### TEXT SECTION ###

- Coat of arms: Azulewicz coat of arms
- Born: 1 January 1731 Studzianka, Polish–Lithuanian Commonwealth
- Died: 11 August 1794 (aged 63)
- Buried: Studzianka's Muslim cemetery
- Father: Aleksander Mustafa Azulewicz
- Mother: Felicjanna née Tuhan - Baranowski

= Jakub Azulewicz =

Polish–Lithuanian colonel (died 1794)

Jakub Azulewicz (around 1731 or 1745 – 11 August 1794) was the colonel of the 2nd Regiment of Ułan's Court, later renamed as the 6th Lithuanian Vanguard Regiment.

== Early life ==
Jakub Azulewicz was born in 1731 or 1745 in the Studzianka estates in the Gmina Łomazy, an estate of the Azulewicz family. The Azulewicz (alternative spelling Aziulewicze) had the Azulewicz and Alabanda coat of arms. Jakub Azulewicz was the son of the royal captain Aleksander Mustafa Azulewicz and Felicjanna née Tuhan-Baranowski, the owners of the Studzianka estate.

== Grand Duchy of Lithuania ==
On 20 March 1775, he obtained a royal colonel's patent for the 2nd Light Cavalry Regiment of Ułan's Court, which was mainly composed of Tatars.

=== Great Sejm of 1788-1792 ===
On 7 May 1792, King Stanisław August Poniatowski proposed to the Military Commission to transfer the regiment to the full-time Grand Ducal Lithuanian Army, which took place on 15 May 1792. In July 1792, the unit was renamed the 6th Lithuanian Vanguard Regiment. Jakub's brother, Lieutenant Abraham Azulewicz, and his three sons also served in this regiment: Ensign Dawid Azulewicz, Ensign Abraham Azulewicz and Captain Maciej (Mustafa) Azulewicz.

###

REQUIRED ACTIONS:
**a.** According to the biography, how did the 2nd Regiment of Ułan's Court come to be part of the full-time Grand Ducal Lithuanian Army? Answer in one to three sentences.
**b.** Copy the biography from "Polish–Lithuanian colonel (died" up to and including "the Studzianka estate.", swapping "royal captain" for "cavalry captain".
Base your answers on the biography alone.

### PROVIDED DATA ###

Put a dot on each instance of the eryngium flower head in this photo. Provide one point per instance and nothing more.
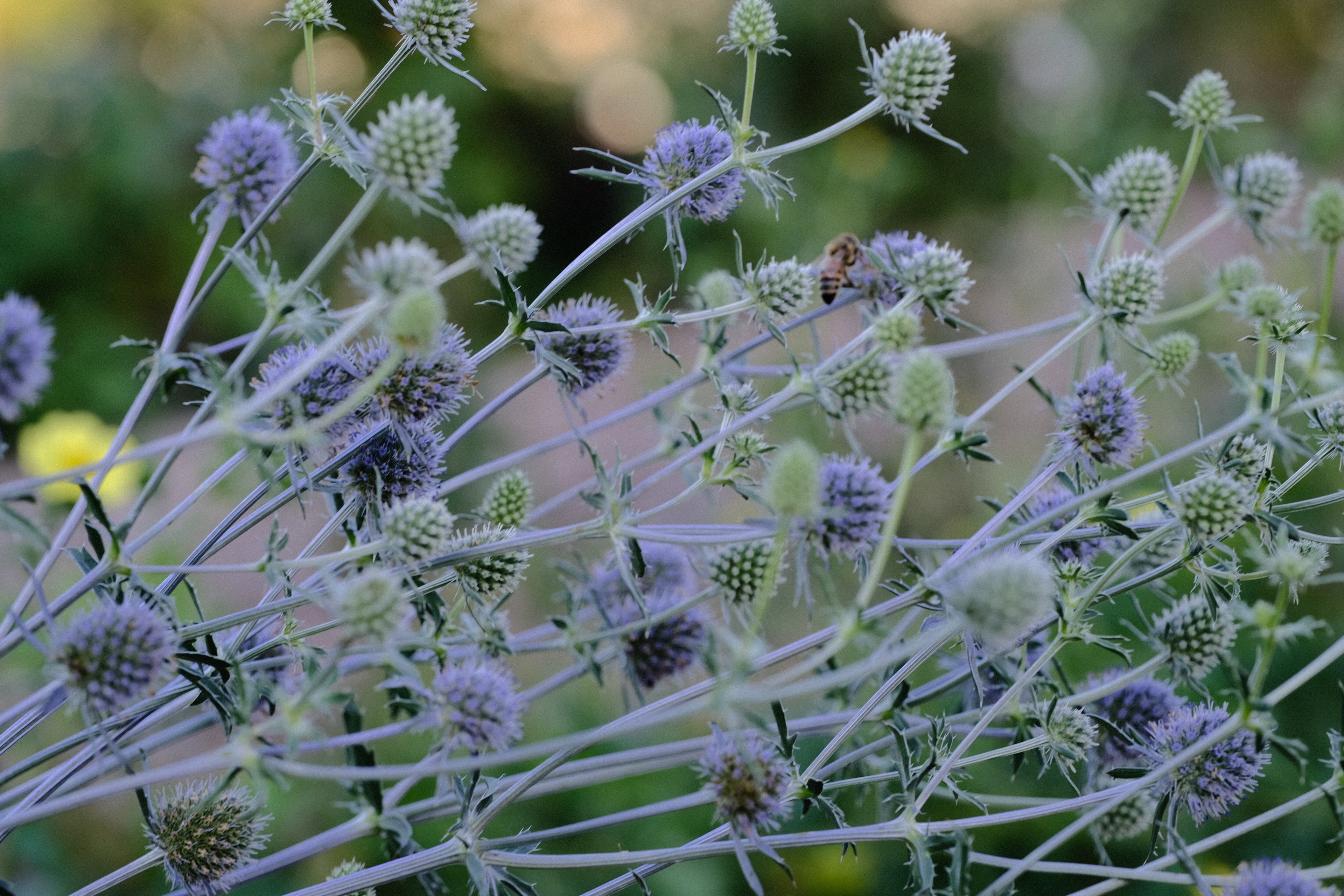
(392, 269)
(749, 780)
(509, 500)
(1264, 184)
(205, 841)
(400, 463)
(506, 236)
(1132, 710)
(491, 577)
(414, 140)
(113, 656)
(245, 159)
(25, 354)
(792, 481)
(1197, 636)
(924, 396)
(1275, 878)
(1143, 183)
(854, 506)
(1323, 213)
(1129, 289)
(584, 360)
(682, 152)
(1205, 103)
(910, 75)
(780, 289)
(999, 598)
(741, 570)
(1217, 780)
(436, 27)
(417, 528)
(752, 26)
(425, 387)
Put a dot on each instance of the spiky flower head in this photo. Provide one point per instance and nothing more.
(741, 570)
(1131, 711)
(1264, 184)
(392, 269)
(749, 780)
(436, 27)
(1323, 213)
(414, 140)
(752, 26)
(490, 577)
(507, 236)
(417, 528)
(1129, 289)
(245, 159)
(780, 289)
(1000, 597)
(924, 396)
(1143, 183)
(1205, 103)
(1217, 780)
(424, 387)
(682, 152)
(582, 360)
(910, 75)
(1213, 507)
(113, 656)
(793, 481)
(25, 354)
(1197, 636)
(1101, 424)
(205, 836)
(509, 500)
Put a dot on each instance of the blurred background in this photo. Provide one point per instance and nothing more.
(103, 105)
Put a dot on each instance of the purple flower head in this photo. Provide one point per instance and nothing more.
(246, 158)
(1083, 551)
(585, 359)
(25, 355)
(749, 780)
(1132, 710)
(854, 506)
(1101, 424)
(1216, 781)
(424, 387)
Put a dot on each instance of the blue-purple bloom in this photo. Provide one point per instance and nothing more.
(25, 354)
(245, 160)
(1101, 424)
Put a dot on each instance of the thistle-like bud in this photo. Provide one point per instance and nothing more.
(1213, 507)
(910, 75)
(1129, 289)
(998, 598)
(414, 140)
(1197, 636)
(417, 528)
(509, 500)
(203, 841)
(1143, 183)
(741, 570)
(924, 396)
(792, 483)
(1323, 214)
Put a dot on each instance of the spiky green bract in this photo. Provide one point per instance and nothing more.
(205, 836)
(1197, 636)
(509, 500)
(998, 598)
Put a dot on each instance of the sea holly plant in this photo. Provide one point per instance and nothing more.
(909, 676)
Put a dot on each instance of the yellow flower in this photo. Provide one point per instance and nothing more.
(65, 440)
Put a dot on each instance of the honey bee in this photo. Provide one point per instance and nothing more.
(842, 254)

###

TASK-BY-TASK RESULTS:
**a.** On 7 May 1792, King Stanisław August Poniatowski proposed to the Military Commission that the regiment be transferred to the full-time Grand Ducal Lithuanian Army. The transfer took place on 15 May 1792, and in July 1792 the unit was renamed the 6th Lithuanian Vanguard Regiment.

**b.**
Polish–Lithuanian colonel (died 1794)

Jakub Azulewicz (around 1731 or 1745 – 11 August 1794) was the colonel of the 2nd Regiment of Ułan's Court, later renamed as the 6th Lithuanian Vanguard Regiment.

== Early life ==
Jakub Azulewicz was born in 1731 or 1745 in the Studzianka estates in the Gmina Łomazy, an estate of the Azulewicz family. The Azulewicz (alternative spelling Aziulewicze) had the Azulewicz and Alabanda coat of arms. Jakub Azulewicz was the son of the cavalry captain Aleksander Mustafa Azulewicz and Felicjanna née Tuhan-Baranowski, the owners of the Studzianka estate.